Records for processing
* * * * *
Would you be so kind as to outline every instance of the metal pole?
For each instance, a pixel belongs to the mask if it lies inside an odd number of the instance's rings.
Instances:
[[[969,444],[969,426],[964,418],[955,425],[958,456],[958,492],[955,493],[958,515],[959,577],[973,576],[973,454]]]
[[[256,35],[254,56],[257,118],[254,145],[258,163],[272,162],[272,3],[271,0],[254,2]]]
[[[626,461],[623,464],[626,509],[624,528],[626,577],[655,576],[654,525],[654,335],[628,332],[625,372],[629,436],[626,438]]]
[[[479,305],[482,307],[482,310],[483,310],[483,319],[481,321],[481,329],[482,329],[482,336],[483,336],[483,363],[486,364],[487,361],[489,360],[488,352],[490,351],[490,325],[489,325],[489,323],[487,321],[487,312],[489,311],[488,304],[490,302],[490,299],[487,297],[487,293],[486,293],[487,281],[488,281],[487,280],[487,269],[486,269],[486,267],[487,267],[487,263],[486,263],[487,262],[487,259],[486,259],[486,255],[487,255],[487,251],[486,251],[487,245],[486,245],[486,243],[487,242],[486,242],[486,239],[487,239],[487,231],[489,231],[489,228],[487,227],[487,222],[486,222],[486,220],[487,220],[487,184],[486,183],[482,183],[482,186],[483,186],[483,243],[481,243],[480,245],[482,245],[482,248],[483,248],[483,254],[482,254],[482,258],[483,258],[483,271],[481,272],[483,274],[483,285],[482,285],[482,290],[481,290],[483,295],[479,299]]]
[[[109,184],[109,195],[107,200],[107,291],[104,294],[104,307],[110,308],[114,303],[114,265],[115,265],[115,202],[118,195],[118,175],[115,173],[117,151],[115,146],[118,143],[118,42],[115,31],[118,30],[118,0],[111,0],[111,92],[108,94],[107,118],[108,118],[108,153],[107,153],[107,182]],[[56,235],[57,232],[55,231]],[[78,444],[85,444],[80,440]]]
* * * * *
Aim of the task
Every record above must be duplicated exactly.

Written answer
Would you be so kind as to outline every instance of the metal pole?
For each instance, a pixel belongs to the mask if it lies inside an odd number of the instance's rings.
Instances:
[[[969,444],[969,426],[964,418],[955,425],[958,456],[958,492],[955,493],[958,515],[959,577],[973,576],[973,454]]]
[[[256,35],[254,56],[257,118],[254,145],[258,163],[272,162],[272,3],[271,0],[254,2]]]
[[[626,461],[623,464],[626,509],[624,528],[626,577],[655,576],[654,525],[654,335],[628,332],[625,372],[629,436],[626,438]]]
[[[479,305],[482,307],[482,310],[483,310],[483,319],[481,321],[481,329],[482,329],[482,336],[483,336],[483,363],[486,364],[487,361],[489,360],[488,352],[490,351],[490,325],[489,325],[489,323],[487,321],[487,312],[489,311],[488,304],[490,302],[490,299],[487,297],[487,293],[486,293],[487,281],[488,281],[487,280],[487,269],[486,269],[486,267],[487,267],[487,263],[486,263],[487,262],[487,259],[486,259],[486,255],[487,255],[487,251],[486,251],[487,245],[486,245],[486,243],[487,242],[486,242],[486,239],[487,239],[487,231],[489,231],[489,228],[487,227],[487,222],[486,222],[486,220],[487,220],[487,184],[486,183],[482,183],[482,186],[483,186],[483,243],[481,243],[480,245],[482,245],[482,248],[483,248],[483,254],[482,254],[482,258],[483,258],[483,271],[481,272],[483,274],[483,285],[482,285],[482,290],[481,290],[483,295],[479,299]]]
[[[109,184],[109,195],[107,200],[107,291],[104,294],[104,307],[110,308],[114,303],[114,265],[115,265],[115,202],[118,195],[118,175],[115,173],[117,151],[115,146],[118,143],[118,42],[115,31],[118,30],[118,0],[111,0],[111,92],[108,94],[107,118],[108,118],[108,153],[107,153],[107,182]],[[56,235],[57,232],[55,231]],[[78,444],[85,444],[80,440]]]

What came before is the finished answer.